◆ **STUDY TEXT**:
▽
Invasive lobular carcinoma (ILC) makes up 10-15% of all breast cancer. While neoadjuvant therapy (NAC) is increasingly used in locally advanced invasive cancers, some evidence suggests that ILC does not respond to NAC. The I-SPY trial has shown an association between expression of high risk gene signatures and increased pathologic complete response (pCR) to NAC. We hypothesized that compared to invasive ductal carcinoma (IDC), ILC would have decreased expression of high risk gene signatures, and decreased rates of pCR. Methods
We analyzed data from 221 patients in the I-SPY trial, a prospective, multicenter neoadjuvant breast cancer trial with serial pathology, imaging, and expression arrays. A dedicated breast pathologist at each site reviewed histology, and e-cadherin staining was performed centrally on cases identified as ILC. We compared rates of wound healing signature activation, NKI (Netherlands Cancer Institute) profile status, and proportion of pCR in ILC compared to IDC. Other comparisons were the presence of p53 mutations, molecular subtype, and MRI phenotype. We used the chi-squared test, Fisher's exact test, and Student's t-test for comparisons. Results
Of 221 patients, histology on core biopsy was ductal in 195 (88%), lobular in 18 (8%), and mixed ducto-lobular in 8 (3.6%); the last cases were included in the IDC group. ILC and IDC cases were similar by tumor size, age at diagnosis, and race. Expression array data were available on 12 of 18 (67%) ILC and 149 of 203 (73%) IDC. The proportion of p53 mutations, basal subtype and NKI high risk did not differ significantly. However, ILCs were significantly less likely to express the activated wound healing signature compared to IDCs (50% vs 80%, p = 0.03) and had different imaging phenotypes, with most ILCs appearing multinodular or diffuse on MRI (p = 0.028). Three of 18 (17%) ILCs had a pCR, compared to 55/197 (28%) IDCs. Of the 18 ILC, 11 of 15 tested were e-cadherin negative (73%). Of 18 ILCs, 16 (89%) were hormone receptor (HR) positive, and comparison to HR+ IDC showed similar rates of pCR in the two groups (19% pCR in HR+ ILC vs 14% pCR in HR+ IDC). There was no significant difference in expression of the activated wound healing signature when comparing ILCs to HR+ IDC. Conclusions
There is significant heterogeneity within ILC, such that no one molecular subtype or genetic expression signature identifies all ILCs. The rates of pCR among ILC are similar to those seen in HR+ cancers. Although larger studies are needed to confirm these findings, we saw no evidence that ILC differs from IDC in response to NAC.
△
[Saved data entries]
▽
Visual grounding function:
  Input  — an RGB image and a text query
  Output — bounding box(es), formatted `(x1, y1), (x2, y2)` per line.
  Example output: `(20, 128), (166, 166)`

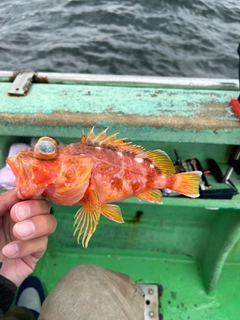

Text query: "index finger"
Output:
(11, 199), (51, 222)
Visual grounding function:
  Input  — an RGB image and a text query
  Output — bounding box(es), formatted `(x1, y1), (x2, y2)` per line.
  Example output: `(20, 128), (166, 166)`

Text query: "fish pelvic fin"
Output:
(101, 204), (124, 223)
(169, 171), (202, 198)
(74, 190), (101, 248)
(136, 189), (162, 204)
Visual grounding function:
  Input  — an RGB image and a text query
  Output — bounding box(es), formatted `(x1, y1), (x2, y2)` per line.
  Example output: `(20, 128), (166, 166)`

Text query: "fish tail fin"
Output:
(166, 171), (202, 198)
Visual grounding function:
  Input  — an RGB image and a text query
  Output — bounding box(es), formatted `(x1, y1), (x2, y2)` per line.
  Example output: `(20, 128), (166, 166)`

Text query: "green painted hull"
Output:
(0, 72), (240, 320)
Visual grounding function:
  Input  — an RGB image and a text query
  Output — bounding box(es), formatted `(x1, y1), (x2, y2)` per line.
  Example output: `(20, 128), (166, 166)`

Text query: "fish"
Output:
(6, 127), (202, 248)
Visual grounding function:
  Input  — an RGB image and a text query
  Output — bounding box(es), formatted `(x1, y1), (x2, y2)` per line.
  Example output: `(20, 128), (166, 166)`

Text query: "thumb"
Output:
(0, 189), (20, 216)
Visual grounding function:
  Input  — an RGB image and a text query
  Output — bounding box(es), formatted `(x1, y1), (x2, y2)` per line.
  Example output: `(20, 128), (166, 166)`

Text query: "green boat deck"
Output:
(0, 72), (240, 320)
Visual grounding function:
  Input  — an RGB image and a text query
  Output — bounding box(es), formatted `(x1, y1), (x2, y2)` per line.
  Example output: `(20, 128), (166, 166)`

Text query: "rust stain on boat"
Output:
(0, 108), (240, 131)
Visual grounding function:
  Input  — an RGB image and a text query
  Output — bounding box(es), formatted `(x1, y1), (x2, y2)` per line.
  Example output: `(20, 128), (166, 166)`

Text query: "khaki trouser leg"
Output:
(39, 265), (145, 320)
(2, 306), (35, 320)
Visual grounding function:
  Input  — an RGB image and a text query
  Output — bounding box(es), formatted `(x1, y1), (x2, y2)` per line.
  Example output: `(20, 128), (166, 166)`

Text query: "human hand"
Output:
(0, 189), (57, 286)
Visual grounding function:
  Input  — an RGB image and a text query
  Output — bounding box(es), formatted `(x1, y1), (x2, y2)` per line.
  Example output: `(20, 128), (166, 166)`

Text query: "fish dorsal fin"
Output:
(81, 127), (145, 155)
(138, 149), (175, 177)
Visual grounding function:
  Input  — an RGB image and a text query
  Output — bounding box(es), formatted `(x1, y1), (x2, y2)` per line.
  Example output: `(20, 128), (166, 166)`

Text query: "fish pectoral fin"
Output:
(136, 189), (162, 204)
(74, 206), (100, 248)
(74, 189), (101, 248)
(101, 204), (124, 223)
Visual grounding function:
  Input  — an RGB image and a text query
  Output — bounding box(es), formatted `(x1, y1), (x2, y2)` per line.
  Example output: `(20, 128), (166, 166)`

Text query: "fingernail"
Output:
(2, 243), (18, 257)
(15, 221), (35, 238)
(16, 204), (31, 221)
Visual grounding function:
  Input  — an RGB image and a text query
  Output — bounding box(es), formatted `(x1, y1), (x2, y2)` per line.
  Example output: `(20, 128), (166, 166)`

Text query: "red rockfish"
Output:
△
According to the abstract on lobular breast cancer, how many of the 18 invasive lobular carcinomas were hormone receptor positive?

Sixteen of the 18 (89%) were hormone receptor positive.